== ESTRATTO DELLA FONTE ==
※ ※ ※

E non si gridi all'allarmismo gratuito. Il pericolo è tremendamente concreto. Lo Stato, attraverso leggi sbagliate e funzionari distratti, ha lanciato una bomba sulla folla. Non resta che pregare che non accada ancora ciò che è già accaduto con le stesse modalità: permesso premio, evasione, omicidio. 
Ora la politica ha il dovere di parlare seriamente di responsabilità civile dei magistrati - e anche penale se una scelta implica la violenza o la morte verso anche un solo cittadino. Una responsabilità che è, in primis, del legislatore e di un sistema giudiziario folle, che tutela i delinquenti ogni oltre ragione. Ci sono perfino casi di assassini condannati come incensurati (quindi con le attenuanti) perché, pur avendo commesso altri crimini (passibili dunque di aggravanti per recidiva) questi non sono stati ancora registrati. Follia pura.
Quando si parla di riforma della giustizia non si può prescindere dalla revisione articolo per articolo di tutto il sistema. Come non si può prescindere dalle Vittime dei rei, chissà perché mai contemplate.
Il caso Izzo, costato una condanna della Corte Europea all’Italia, non ha insegnato nulla? Nel 2005, mentre era in regime di semilibertà, Angelo Izzo, conosciuto come “il mostro del Circeo”, ha ucciso Maria Carmela Maiorano e la figlia Valentina, di soli quattordici anni. Le ha uccise con le stesse dinamiche che lo hanno costretto al carcere nel 1975. Leggendo la causa Izzo-Maiorano contro l’Italia, intentata dalla famiglia delle Vittime alla Corte Europea, mi sono soffermata su alcuni punti che riguardano la difesa dell’avvocatura dello Stato. Nella causa si legge che “la responsabilità dello Stato riguardo all’articolo 2 (Diritto alla vita) è messa in discussione soltanto quando vi è un pericolo prevedibile, reale e concreto per la vita”. Ma se un ordinamento giudiziario si avvale del “precedente” per stabilire una condanna riconoscendo forza alla storia della persona, non dovrebbe riconoscere la stessa forza a quella storia quando si tratta di stabilire un beneficio in libertà? Davvero quando ci sono gravissimi precedenti il rischio per l’incolumità delle persone non è prevedibile? 
Andando avanti nella lettura del fascicolo si legge: “La semplice possibilità che un individuo che ha già ucciso possa uccidere una seconda volta non può essere sufficiente; concludere diversamente equivarrebbe rinunciare a priori a qualsiasi misura di reinserimento per gli assassini”. Vengono i brividi. Il reinserimento degli assassini, per di più seriali, vale di più della “semplice” possibilità che possano uccidere ancora? Questo è il pensiero che muove i fili della nostra giustizia? Come si può “prevenire” se si ragiona in questi termini? Davvero la semilibertà di un assassino nella scala dei valori e dei diritti è fondamentale e primaria rispetto alla possibilità (concreta!) che un qualsiasi essere umano innocente e libero possa morire ammazzato? Una “semplice possibilità” può diventare, da un momento all’altro, un’agghiacciante e devastante realtà. Il diritto al reinserimento non può venire prima del dovere della prevenzione.

※ ※ ※

== ESTRATTO DEI DATI ==
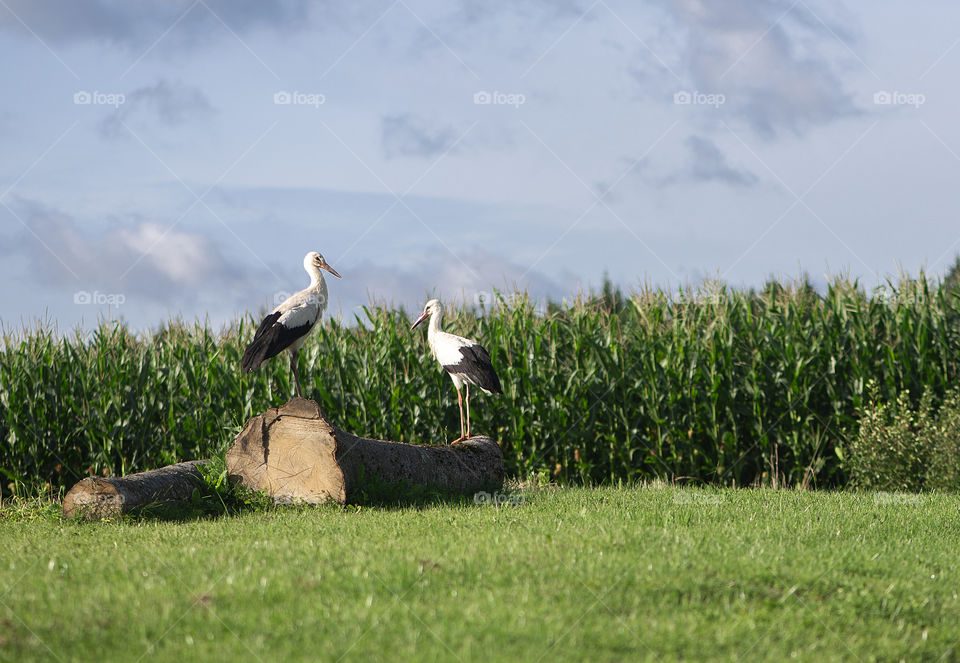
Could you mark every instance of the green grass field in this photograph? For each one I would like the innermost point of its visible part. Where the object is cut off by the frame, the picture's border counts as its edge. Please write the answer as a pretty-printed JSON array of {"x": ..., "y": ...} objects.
[{"x": 602, "y": 574}]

※ ※ ※

== ESERCIZI DA SVOLGERE ==
1: Secondo il testo sul caso Izzo, perché alcuni assassini vengono condannati come incensurati? Rispondi in una-tre frasi.
2: Per favore, indica se ciascuna affermazione concorda con il testo sul caso Izzo, rispondendo sì o no e citando le parole decisive del testo. (a) Izzo uccise Maria Carmela Maiorano e la figlia nel 2005, mentre era in semilibertà. (b) La causa Izzo-Maiorano contro l'Italia fu intentata dall'avvocatura dello Stato. (c) Il testo sostiene che il diritto al reinserimento viene prima della prevenzione.
3: Prosegui il testo sul caso Izzo dopo la sua ultima frase.

== SOLUZIONI DEGLI ESERCIZI ==
1: I crimini che hanno commesso in precedenza non sono ancora stati registrati. Per questo vengono condannati con le attenuanti, anche se quei crimini li renderebbero passibili di aggravanti per recidiva.

2:
(a) Sì: "Nel 2005, mentre era in regime di semilibertà, Angelo Izzo, conosciuto come “il mostro del Circeo”, ha ucciso Maria Carmela Maiorano e la figlia Valentina".
(b) No: "intentata dalla famiglia delle Vittime alla Corte Europea".
(c) No: "Il diritto al reinserimento non può venire prima del dovere della prevenzione."

3:
Non può esserci sempre una scappatoia in grado di mettere la responsabilità personale al secondo, al terzo, all’ultimo posto. Non può farlo nessuno, né il criminale, né la legge, né il magistrato che di quella legge dà un’interpretazione che si riflette spesso in una mezza assoluzione.
L’ordinamento penitenziario è premiale e il premio avrebbe lo scopo che ha la carota per il cavallo. Ma gli uomini non sono cavalli. E non hanno bisogno né di bastone né di carote, ma di regole severe e certe. Non si chiede la tortura, si chiedono pene adeguate al reato e al valore del bene leso o distrutto, e così umane, pur nella severità, da essere in grado di trasformare l’a-moraleinmorale, l’a-socialeinsociale. 
La recidiva non è un’opinione e mentre cerchiamo un metodo educativo sicuro ed efficace al 100 per cento, forse dovremmo, per il bene comune, puntare la bussola del procedimento penale sugli innocenti che i reati non li commettono e sulle Vittime invece che sui criminali. Come scriveva Camus: “Bisognerebbe che la legge, per essere intimidatoria, non lasciasse via di scampo all’omicida, che fosse per principio implacabile e che soprattutto, non ammettesse nessuna circostanza attenuante”, noi invece ci preoccupiamo, prima che della tutela della vita, della risocializzazione degli assassini, anche plurimi. Evviva!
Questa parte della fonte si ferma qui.